*Stated problem*: Continue the article about James Wynn's Bitcoin liquidation on Hyperliquid, picking up after its last sentence.

*Source*:
■ ■ ■ ■ ■

Bitcoin: From 100M$ to 900$, James Wynn's new crash stuns the entire crypto market
Everything collapsed within a few hours. On the Hyperliquid platform, crypto trader James Wynn saw his account drop from 100 million dollars to just 900$, after short selling bitcoin with extreme leverage. Every transaction, every loss, every liquidation, was captured in real time and relayed by the on-chain tracker Lookonchain on X.

In brief
- Trader James Wynn was liquidated for the sixth time in two weeks on the Hyperliquid platform.
- His account, once valued at 100 million dollars, now contains only 900 dollars.
- He opened a short position with 40x leverage on Bitcoin during a bullish rally.
James Wynn loses almost everything after a Bitcoin liquidation
This Monday, April 6, 2026, trader James Wynn suffered his sixth forced liquidation within two weeks on the decentralized trading platform Hyperliquid.
According to on-chain data compiled by Arkham and relayed by the tracker Lookonchain on X, his balance dropped from 100 million dollars to less than 900$. An almost total wipeout, public, and verifiable by anyone on the blockchain.
His strategy? Short sell bitcoin with 40x leverage. In other words, a rise of only 2.5% in the price is enough to trigger his liquidation. In the current context, this is a particularly risky position.
Earlier this morning, bitcoin reached 69,350$, its highest of the week, driven by information suggesting a possible 45-day ceasefire between the United States and Iran, negotiated through Pakistan. Financial markets immediately reacted: the Nikkei rose, S&P 500 futures turned green, and bitcoin rose 3.5% on the day.
A “classic short squeeze,” according to Derek Lim of Caladan. More than 200 million dollars of short positions were liquidated in 24 hours across the entire crypto market, four times more than the long positions. Wynn was not the only one suffering, but he paid the most spectacular price.

■ ■ ■ ■ ■

*Excerpted data*:
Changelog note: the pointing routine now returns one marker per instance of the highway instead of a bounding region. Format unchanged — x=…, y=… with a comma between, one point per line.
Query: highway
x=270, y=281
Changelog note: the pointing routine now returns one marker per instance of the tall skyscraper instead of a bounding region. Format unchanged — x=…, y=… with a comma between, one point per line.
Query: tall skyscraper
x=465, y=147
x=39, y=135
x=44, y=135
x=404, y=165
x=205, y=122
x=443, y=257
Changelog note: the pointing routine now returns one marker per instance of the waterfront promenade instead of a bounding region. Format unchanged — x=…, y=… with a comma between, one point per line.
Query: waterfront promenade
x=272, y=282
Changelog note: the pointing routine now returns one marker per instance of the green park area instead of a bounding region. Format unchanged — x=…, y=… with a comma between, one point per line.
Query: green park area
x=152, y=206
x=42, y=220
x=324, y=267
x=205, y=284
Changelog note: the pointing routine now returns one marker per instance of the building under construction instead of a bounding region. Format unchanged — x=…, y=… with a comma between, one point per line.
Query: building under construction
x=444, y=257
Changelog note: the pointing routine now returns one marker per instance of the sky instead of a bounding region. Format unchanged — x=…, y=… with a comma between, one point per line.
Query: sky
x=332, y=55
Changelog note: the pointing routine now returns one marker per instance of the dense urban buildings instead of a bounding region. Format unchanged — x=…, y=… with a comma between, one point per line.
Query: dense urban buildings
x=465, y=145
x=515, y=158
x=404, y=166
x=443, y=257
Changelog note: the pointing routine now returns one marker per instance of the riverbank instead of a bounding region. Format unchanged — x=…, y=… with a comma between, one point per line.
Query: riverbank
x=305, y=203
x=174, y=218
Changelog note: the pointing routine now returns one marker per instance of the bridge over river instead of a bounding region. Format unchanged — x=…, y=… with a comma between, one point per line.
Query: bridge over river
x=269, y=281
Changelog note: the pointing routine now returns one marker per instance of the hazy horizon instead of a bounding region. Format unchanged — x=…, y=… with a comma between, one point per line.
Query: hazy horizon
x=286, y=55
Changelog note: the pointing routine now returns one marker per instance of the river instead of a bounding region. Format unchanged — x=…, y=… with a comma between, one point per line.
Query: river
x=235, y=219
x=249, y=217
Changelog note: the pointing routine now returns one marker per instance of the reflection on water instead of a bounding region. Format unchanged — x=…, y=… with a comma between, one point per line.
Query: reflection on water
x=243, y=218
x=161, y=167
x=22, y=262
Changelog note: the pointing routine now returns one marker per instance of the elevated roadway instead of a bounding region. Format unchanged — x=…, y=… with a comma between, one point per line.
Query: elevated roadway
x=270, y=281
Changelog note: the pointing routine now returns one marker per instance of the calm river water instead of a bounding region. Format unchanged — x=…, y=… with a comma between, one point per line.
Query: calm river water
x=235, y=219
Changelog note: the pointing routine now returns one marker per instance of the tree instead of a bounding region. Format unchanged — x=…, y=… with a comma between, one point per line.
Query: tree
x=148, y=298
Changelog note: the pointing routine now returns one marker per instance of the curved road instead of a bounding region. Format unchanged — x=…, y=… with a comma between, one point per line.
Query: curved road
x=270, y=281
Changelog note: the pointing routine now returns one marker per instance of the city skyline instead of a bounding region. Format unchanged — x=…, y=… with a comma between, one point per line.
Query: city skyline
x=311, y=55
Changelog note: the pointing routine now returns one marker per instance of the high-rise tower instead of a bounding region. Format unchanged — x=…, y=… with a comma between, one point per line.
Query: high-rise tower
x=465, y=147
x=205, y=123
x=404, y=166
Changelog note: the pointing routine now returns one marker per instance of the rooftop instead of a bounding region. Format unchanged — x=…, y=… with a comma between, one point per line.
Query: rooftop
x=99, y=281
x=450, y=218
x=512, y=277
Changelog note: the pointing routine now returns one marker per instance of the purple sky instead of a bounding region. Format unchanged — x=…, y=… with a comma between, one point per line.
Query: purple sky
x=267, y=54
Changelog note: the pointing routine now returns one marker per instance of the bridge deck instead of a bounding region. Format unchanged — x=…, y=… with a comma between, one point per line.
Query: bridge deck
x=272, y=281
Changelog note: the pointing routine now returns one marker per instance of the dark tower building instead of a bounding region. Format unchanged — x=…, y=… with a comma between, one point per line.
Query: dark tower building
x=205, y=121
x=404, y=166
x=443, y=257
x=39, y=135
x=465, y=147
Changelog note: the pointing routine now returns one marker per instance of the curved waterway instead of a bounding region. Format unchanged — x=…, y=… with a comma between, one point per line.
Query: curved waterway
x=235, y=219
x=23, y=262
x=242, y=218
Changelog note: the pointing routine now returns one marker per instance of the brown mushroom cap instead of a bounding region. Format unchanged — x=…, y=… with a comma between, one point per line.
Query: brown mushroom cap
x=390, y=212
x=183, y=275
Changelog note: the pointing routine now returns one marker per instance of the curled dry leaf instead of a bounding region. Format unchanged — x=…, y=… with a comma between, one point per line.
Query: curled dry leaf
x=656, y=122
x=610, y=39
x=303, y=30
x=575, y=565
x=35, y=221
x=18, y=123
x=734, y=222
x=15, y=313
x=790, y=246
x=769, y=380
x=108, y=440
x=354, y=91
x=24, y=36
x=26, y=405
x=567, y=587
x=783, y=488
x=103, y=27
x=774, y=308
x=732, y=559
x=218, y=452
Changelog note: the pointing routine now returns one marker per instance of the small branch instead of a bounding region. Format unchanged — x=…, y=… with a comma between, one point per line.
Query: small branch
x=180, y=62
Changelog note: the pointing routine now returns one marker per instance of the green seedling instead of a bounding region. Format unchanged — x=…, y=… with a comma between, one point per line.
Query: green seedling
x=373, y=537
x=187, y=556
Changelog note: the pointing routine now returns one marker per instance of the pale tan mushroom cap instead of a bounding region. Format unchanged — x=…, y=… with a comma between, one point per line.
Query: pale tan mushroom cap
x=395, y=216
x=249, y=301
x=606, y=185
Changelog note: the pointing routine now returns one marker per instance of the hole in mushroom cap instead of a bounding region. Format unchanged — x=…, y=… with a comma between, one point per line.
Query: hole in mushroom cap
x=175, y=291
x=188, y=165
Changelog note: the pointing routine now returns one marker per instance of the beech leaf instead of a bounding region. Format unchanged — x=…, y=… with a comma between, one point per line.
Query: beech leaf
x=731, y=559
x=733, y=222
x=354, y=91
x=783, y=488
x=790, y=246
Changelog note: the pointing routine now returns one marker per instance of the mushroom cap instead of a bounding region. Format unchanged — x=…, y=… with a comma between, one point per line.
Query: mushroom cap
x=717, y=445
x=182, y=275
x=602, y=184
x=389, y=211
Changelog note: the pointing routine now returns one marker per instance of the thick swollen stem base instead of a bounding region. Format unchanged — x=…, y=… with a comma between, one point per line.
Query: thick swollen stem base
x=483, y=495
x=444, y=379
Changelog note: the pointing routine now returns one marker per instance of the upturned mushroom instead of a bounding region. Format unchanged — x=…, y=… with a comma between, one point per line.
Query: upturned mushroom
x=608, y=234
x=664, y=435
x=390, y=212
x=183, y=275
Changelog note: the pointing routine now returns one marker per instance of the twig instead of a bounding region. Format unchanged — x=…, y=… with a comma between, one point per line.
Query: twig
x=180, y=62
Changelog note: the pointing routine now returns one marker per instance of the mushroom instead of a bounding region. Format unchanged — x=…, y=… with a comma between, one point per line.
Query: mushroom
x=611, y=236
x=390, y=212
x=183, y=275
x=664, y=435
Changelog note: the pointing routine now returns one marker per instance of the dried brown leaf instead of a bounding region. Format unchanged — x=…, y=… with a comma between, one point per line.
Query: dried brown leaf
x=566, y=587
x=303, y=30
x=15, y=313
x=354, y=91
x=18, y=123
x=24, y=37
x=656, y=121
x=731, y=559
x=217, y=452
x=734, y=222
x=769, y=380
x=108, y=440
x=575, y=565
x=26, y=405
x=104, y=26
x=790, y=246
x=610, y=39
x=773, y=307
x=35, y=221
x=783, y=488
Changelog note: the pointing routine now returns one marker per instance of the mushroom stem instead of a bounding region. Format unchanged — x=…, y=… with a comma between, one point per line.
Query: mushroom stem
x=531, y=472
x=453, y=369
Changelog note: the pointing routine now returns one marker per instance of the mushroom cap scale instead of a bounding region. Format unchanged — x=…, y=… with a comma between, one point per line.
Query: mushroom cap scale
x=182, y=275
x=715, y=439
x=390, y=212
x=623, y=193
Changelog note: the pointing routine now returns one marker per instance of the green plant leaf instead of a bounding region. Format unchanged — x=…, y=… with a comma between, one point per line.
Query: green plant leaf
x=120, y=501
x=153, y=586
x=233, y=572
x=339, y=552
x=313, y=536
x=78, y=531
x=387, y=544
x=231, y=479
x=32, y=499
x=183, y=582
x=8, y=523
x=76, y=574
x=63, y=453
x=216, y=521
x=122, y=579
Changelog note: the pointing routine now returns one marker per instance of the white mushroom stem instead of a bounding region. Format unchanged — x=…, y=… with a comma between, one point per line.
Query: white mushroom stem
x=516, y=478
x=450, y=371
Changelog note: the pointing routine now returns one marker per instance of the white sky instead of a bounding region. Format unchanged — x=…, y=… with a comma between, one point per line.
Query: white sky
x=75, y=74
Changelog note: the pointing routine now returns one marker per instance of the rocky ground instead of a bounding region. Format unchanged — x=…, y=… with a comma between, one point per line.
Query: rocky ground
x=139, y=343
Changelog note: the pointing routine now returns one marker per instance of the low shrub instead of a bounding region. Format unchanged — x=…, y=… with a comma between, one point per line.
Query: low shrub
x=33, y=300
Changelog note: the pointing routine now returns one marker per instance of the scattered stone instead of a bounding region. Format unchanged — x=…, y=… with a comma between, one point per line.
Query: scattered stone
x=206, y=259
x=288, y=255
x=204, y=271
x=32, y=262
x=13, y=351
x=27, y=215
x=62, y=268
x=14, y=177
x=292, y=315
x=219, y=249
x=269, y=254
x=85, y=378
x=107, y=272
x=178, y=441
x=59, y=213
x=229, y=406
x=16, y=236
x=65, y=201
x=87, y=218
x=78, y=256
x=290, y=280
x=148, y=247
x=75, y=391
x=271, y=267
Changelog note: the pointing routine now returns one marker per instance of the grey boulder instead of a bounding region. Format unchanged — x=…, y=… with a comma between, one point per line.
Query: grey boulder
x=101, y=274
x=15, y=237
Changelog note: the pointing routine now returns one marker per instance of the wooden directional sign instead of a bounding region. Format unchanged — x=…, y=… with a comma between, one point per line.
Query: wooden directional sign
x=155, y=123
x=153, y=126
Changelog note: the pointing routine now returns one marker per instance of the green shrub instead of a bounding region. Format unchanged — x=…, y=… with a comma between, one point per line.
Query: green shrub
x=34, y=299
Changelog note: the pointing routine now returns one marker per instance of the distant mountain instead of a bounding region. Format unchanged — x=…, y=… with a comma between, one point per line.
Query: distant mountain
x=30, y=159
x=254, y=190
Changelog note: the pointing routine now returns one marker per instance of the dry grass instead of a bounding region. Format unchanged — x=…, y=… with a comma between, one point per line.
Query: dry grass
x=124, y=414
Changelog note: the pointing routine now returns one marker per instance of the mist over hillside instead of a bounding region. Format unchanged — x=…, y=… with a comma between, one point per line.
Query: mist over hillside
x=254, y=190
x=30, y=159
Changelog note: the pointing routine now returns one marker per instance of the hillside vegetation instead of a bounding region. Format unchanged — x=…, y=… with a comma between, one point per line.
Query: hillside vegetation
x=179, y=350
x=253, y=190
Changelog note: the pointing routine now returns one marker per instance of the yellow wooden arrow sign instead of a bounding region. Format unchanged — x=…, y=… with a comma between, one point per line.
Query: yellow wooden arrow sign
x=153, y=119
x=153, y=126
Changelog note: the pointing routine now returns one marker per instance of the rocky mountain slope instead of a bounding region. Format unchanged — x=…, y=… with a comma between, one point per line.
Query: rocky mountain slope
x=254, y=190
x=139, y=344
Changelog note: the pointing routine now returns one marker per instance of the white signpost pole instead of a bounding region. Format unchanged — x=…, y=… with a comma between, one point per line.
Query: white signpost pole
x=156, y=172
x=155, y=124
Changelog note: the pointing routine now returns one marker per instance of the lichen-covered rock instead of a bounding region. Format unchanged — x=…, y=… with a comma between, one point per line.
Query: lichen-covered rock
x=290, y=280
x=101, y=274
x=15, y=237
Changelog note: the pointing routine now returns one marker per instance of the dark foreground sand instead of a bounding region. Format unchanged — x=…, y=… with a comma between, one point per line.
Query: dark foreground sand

■ ■ ■ ■ ■

*Result for this exercise*:
From one billion dollars to 900$
James Wynn’s story fascinates as much as it frightens. In 2023, he detected the potential of $PEPE when its market cap was still under 600,000$, turning 7,600$ into 25 million dollars in profit.
In May 2025, he opened the largest public Bitcoin position in history: 1.26 billion dollars notional value, with 11,588 BTC and 40x leverage.
Then everything flipped. Between May and June 2025, he reportedly lost nearly 100 million dollars in one month. Liquidations piled up: 9 in a few days in July, 45 over two months, and then again and again up to this Monday. By the end of March 2026, his count already showed 194 historic liquidations.
The size of his positions melted away like snow in the sun. Billion-dollar trades shrank to stakes between 44,000$ and 190,000$, sometimes funded by follower donations. Because after his 2025 setbacks, Wynn did indeed ask for contributions on X, causing an uproar in the crypto community. A controversy that accelerated his fall from grace: from legendary trader to emblematic cautionary tale.
In short, James Wynn’s case holds up a mirror to extreme leveraged trading: the same tools that make fortunes destroy them, often with surgical brutality. In a market where bitcoin climbs amid geopolitics and massive short squeezes, betting against the trend with 40x leverage is less trading than gambling. History remembers Wynn’s victories. The blockchain records everything else.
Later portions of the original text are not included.